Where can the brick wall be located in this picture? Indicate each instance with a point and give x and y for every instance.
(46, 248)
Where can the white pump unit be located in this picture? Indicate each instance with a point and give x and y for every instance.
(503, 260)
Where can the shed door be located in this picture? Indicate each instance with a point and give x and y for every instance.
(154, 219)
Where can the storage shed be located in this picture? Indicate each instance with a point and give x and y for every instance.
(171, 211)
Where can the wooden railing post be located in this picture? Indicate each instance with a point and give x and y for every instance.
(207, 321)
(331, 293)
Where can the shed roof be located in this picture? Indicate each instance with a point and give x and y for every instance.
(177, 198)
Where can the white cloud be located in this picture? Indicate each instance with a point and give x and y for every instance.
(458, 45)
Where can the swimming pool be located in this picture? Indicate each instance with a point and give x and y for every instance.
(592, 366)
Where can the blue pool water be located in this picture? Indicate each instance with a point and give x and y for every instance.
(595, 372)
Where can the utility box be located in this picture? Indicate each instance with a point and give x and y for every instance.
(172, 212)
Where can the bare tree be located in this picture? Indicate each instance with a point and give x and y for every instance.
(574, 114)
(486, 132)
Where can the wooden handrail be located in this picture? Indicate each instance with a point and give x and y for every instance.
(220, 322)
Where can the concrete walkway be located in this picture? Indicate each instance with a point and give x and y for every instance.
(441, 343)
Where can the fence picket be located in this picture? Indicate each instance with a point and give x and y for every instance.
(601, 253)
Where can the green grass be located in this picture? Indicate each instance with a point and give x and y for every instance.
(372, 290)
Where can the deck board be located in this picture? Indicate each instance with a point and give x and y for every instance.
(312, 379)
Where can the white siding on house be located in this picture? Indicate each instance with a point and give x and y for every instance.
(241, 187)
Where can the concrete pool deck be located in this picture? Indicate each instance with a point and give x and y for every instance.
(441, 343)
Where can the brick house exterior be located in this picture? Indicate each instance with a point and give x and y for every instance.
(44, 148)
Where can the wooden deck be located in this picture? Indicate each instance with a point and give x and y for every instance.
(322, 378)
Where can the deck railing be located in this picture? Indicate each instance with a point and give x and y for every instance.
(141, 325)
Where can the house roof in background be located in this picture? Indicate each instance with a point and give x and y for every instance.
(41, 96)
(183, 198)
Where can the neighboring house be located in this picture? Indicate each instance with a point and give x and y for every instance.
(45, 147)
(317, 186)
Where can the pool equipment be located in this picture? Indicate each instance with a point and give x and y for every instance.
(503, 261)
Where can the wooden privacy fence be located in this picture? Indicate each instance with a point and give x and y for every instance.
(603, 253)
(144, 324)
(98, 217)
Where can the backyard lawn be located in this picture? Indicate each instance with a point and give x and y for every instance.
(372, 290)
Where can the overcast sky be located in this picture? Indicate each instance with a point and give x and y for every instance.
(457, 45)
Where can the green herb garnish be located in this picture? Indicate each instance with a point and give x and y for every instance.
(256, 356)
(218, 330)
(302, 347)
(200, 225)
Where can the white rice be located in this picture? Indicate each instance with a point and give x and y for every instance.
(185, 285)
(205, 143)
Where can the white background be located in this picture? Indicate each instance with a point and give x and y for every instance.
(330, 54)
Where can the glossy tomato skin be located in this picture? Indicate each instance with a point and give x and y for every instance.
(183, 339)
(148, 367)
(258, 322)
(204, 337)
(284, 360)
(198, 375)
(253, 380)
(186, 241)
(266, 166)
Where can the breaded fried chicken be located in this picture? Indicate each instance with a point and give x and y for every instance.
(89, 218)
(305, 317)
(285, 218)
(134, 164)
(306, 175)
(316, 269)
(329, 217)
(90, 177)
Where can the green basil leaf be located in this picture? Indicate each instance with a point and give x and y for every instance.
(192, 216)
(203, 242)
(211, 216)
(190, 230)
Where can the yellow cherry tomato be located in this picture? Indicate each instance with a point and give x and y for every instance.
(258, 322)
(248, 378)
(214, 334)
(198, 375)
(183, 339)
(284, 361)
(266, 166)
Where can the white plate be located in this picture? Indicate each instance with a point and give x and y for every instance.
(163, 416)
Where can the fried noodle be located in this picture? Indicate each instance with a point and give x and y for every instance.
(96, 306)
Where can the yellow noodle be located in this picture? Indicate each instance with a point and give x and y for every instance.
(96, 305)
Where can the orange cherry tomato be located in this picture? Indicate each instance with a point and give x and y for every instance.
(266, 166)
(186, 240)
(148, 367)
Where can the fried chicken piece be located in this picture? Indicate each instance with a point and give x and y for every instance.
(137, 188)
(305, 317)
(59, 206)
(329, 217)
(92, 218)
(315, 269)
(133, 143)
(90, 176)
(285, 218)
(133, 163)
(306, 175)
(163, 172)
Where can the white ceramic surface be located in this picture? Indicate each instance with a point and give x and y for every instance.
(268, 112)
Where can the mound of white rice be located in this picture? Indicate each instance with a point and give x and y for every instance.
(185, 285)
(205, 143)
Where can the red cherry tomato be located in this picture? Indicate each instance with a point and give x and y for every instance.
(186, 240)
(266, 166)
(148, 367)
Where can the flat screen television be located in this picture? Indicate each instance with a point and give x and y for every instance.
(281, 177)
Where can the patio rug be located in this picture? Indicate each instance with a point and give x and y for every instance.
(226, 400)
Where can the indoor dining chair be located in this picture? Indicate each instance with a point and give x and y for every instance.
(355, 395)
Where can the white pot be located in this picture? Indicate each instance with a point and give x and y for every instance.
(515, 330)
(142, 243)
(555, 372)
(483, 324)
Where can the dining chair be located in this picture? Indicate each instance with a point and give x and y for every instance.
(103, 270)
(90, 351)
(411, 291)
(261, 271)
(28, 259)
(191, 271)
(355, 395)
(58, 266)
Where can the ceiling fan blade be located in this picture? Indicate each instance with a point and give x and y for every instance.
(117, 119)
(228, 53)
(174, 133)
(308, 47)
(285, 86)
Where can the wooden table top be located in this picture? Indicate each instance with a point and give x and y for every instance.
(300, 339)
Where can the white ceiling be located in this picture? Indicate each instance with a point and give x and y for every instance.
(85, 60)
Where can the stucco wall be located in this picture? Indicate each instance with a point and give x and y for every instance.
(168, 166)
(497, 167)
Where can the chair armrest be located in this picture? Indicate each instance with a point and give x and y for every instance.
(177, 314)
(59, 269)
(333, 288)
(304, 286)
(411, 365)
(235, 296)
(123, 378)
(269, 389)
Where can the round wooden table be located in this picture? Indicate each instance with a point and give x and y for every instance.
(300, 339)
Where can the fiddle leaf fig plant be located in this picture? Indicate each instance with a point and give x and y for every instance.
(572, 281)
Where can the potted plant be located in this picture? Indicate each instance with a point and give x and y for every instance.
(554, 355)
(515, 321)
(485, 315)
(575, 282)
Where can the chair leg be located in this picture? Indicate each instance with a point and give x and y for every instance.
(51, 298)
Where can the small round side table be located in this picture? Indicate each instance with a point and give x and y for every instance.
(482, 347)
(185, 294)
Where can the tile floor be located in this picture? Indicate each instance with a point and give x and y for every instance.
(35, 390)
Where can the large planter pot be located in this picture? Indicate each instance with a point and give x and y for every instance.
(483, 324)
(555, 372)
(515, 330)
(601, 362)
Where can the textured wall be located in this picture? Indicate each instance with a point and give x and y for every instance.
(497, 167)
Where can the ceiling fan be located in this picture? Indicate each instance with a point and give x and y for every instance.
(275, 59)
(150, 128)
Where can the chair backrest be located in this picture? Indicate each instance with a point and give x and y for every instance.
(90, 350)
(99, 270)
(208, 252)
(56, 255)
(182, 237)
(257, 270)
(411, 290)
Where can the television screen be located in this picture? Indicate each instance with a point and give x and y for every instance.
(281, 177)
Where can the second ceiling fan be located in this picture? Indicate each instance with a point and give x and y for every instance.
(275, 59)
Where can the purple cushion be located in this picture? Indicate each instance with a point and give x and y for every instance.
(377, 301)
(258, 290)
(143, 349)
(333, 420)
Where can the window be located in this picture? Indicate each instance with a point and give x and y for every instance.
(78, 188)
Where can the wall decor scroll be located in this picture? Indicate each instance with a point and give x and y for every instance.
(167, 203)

- **Exercise brief**
Only the lines from the one containing "Where can the purple" through the last line of the material belong in your answer; output them exactly.

- **Final answer**
Where can the purple cushion be located in this picture? Indicate each instance with a point and give x and y for every instance.
(377, 301)
(258, 290)
(143, 349)
(333, 420)
Where can the window be located in this picture? Indicate each instance with a point and give x and y for every instance.
(78, 188)
Where can the wall decor scroll be located in this picture? Indicate each instance with a point and give x and y for every instance.
(167, 203)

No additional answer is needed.